Paternal age matters little in assisted reproduction
For couples seeking to conceive via assisted reproduction, advanced age for male partners does not appear to lower the chances of being a parent, according to a study.
For the retrospective study, researchers looked at the medical records of 56,113 women who were younger than 36 years and had undergone frozen embryo transfer at a university-affiliated fertility centre, along with their male partners. The participants were grouped into six based on the age of the male partner: <25, 25‒29, 30‒34, 35‒39, 40‒44, and ≥45 years.
Logistic regression models were used to examine the association of paternal age with live birth and perinatal outcomes following in vitro fertilization-frozen embryo transfer, with paternal age 25‒29 years serving as the reference.
Multivariable analyses showed that compared with the reference, advanced paternal age was not associated with decreased odds of live birth (40‒44 years: adjusted odds ratio [OR], 0.94, 95 percent confidence interval [CI], 0.85–1.04; ≥45 years: adjusted OR, 0.93, 95 percent CI, 0.79-1.10).
Furthermore, there were no significant between-group differences in the rates of clinical pregnancy (40‒44 years: adjusted OR, 0.95, 95 percent CI, 0.85–1.05; ≥45 years: adjusted OR, 0.94, 95 percent CI, 0.79–1.12) and miscarriage (40‒44 years: adjusted OR, 1.05, 95 percent CI, 0.85–1.31; ≥45 years: adjusted OR, 1.07, 95 percent CI, 0.77–1.50).
For men in the youngest age group (<25 years), pregnancy outcomes were comparable to those in the reference group.
In terms of perinatal outcomes, preterm birth, low birthweight, macrosomia, small-for-gestational-age, and large-for-gestational-age were similar across the paternal age groups.
In light of the global trend toward delaying childbirth, the present data may be used to counsel couples that increasing paternal age may not adversely affect pregnancy and perinatal outcomes in assisted reproduction, the researchers said.

**Exercise requirements**
Transcribe the paternal age article above, copying everything from "Furthermore, there were" down to "paternal age groups.".

**Data records**
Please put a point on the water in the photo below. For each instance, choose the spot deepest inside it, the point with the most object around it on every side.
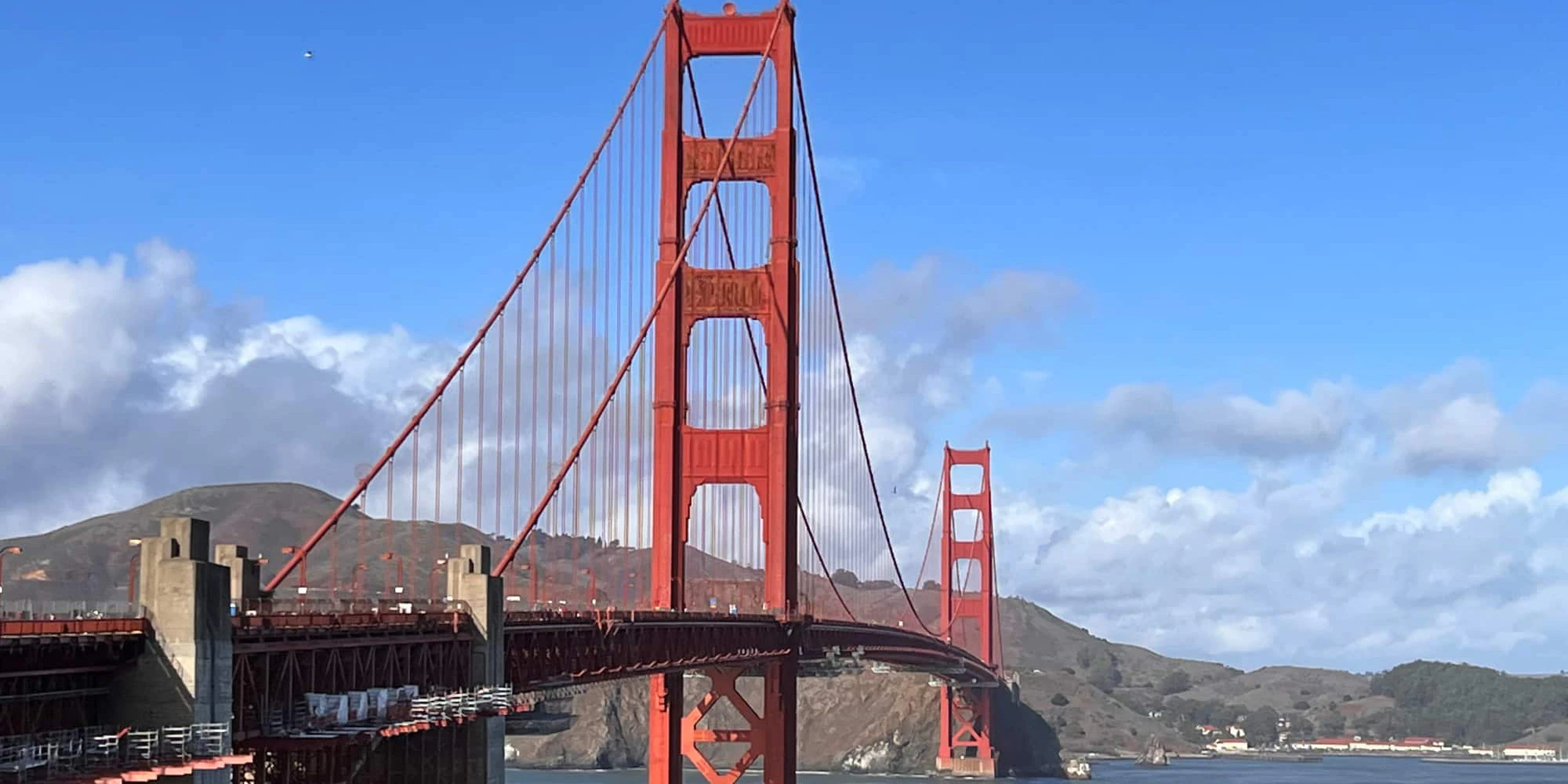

...

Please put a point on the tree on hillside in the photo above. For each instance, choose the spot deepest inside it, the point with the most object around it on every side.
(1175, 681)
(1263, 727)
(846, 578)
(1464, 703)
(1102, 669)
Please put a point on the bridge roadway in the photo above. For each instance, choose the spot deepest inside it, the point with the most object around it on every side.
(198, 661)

**Output of the exercise**
Furthermore, there were no significant between-group differences in the rates of clinical pregnancy (40‒44 years: adjusted OR, 0.95, 95 percent CI, 0.85–1.05; ≥45 years: adjusted OR, 0.94, 95 percent CI, 0.79–1.12) and miscarriage (40‒44 years: adjusted OR, 1.05, 95 percent CI, 0.85–1.31; ≥45 years: adjusted OR, 1.07, 95 percent CI, 0.77–1.50).
For men in the youngest age group (<25 years), pregnancy outcomes were comparable to those in the reference group.
In terms of perinatal outcomes, preterm birth, low birthweight, macrosomia, small-for-gestational-age, and large-for-gestational-age were similar across the paternal age groups.